● WORK TO BE COMPLETED
Count the lines in the rows below that contain the string "people", matching case exactly. Reply with the number alone.
━━━━━━━━━━━━━━━━━━━━━━━━━━━━━━
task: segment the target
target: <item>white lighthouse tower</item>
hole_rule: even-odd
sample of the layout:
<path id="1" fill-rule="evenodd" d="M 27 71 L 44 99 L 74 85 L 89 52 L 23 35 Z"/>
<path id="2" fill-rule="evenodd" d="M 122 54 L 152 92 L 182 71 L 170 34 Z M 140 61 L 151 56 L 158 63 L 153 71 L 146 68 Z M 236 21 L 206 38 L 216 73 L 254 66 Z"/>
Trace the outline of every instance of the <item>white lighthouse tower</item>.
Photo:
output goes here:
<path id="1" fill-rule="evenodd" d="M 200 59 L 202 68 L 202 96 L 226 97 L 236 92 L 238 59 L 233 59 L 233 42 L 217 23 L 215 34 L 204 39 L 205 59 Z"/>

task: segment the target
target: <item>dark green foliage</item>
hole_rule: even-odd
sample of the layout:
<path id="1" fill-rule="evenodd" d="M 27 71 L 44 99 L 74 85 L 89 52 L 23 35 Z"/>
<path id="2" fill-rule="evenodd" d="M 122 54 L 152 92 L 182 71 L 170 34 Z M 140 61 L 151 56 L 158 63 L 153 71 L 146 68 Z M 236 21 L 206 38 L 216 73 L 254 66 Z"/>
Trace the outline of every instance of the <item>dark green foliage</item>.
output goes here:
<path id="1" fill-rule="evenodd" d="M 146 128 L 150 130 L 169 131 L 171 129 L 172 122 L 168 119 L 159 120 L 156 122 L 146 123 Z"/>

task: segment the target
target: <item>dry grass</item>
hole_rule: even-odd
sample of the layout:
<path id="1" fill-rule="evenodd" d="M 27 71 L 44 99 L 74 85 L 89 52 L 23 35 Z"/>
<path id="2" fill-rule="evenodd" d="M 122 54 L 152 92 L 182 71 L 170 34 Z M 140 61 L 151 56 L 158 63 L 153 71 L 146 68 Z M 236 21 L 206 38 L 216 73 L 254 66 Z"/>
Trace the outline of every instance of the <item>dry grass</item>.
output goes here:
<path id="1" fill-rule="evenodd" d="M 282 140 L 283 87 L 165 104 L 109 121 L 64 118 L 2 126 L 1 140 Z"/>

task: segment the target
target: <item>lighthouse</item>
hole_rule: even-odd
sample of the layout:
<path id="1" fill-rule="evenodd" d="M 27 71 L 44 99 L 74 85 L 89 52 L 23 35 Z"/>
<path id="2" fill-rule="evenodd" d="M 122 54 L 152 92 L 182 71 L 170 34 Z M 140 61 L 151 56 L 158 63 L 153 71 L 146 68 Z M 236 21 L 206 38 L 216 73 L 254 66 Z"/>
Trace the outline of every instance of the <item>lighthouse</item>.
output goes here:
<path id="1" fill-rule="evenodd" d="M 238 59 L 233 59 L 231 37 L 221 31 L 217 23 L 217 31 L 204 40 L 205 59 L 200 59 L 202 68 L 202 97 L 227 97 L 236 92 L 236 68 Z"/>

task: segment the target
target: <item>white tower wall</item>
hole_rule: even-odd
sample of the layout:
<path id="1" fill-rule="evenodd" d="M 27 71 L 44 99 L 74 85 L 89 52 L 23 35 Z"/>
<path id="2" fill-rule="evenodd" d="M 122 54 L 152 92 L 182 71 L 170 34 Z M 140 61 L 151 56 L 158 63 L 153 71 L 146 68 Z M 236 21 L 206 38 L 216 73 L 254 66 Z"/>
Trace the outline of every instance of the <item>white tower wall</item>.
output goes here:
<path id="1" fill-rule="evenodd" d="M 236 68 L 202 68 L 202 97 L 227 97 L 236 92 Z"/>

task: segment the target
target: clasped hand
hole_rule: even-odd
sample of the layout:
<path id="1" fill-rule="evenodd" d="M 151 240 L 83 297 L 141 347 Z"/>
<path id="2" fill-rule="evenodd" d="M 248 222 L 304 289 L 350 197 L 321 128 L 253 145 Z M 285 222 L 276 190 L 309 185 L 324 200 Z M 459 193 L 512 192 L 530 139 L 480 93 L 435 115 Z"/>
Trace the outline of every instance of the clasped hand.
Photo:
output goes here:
━━━━━━━━━━━━━━━━━━━━━━━━━━━━━━
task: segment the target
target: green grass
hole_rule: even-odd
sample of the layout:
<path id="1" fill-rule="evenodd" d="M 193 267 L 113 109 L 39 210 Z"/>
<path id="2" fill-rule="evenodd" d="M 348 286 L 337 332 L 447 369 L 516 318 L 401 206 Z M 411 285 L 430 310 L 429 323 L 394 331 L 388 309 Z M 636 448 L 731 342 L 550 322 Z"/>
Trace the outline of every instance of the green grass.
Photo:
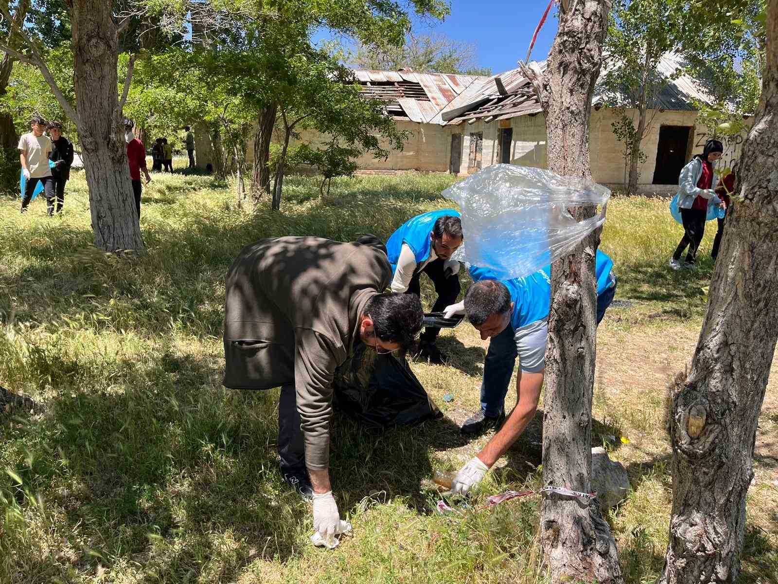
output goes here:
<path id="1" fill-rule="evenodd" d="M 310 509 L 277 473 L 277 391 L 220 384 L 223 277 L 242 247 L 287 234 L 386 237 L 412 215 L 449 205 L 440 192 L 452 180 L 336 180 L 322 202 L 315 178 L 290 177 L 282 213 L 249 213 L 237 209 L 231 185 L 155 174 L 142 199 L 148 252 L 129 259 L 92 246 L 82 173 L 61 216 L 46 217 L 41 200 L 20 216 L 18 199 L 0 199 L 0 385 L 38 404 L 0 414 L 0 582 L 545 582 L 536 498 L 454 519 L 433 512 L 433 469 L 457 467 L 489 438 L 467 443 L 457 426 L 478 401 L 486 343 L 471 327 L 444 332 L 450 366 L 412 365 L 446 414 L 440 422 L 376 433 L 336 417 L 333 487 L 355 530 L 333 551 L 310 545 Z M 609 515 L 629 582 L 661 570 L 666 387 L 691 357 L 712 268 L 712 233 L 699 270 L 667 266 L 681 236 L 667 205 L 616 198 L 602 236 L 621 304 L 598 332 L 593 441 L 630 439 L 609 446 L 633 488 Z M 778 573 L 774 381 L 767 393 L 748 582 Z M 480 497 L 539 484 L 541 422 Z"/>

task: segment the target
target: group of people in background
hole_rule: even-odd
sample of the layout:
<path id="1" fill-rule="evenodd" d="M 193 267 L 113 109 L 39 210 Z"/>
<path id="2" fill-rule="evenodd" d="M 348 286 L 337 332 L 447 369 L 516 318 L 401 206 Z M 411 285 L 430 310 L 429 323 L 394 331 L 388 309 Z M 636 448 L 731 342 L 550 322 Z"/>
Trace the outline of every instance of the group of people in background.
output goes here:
━━━━━━━━━━━━━━━━━━━━━━━━━━━━━━
● CORRECT OUTPUT
2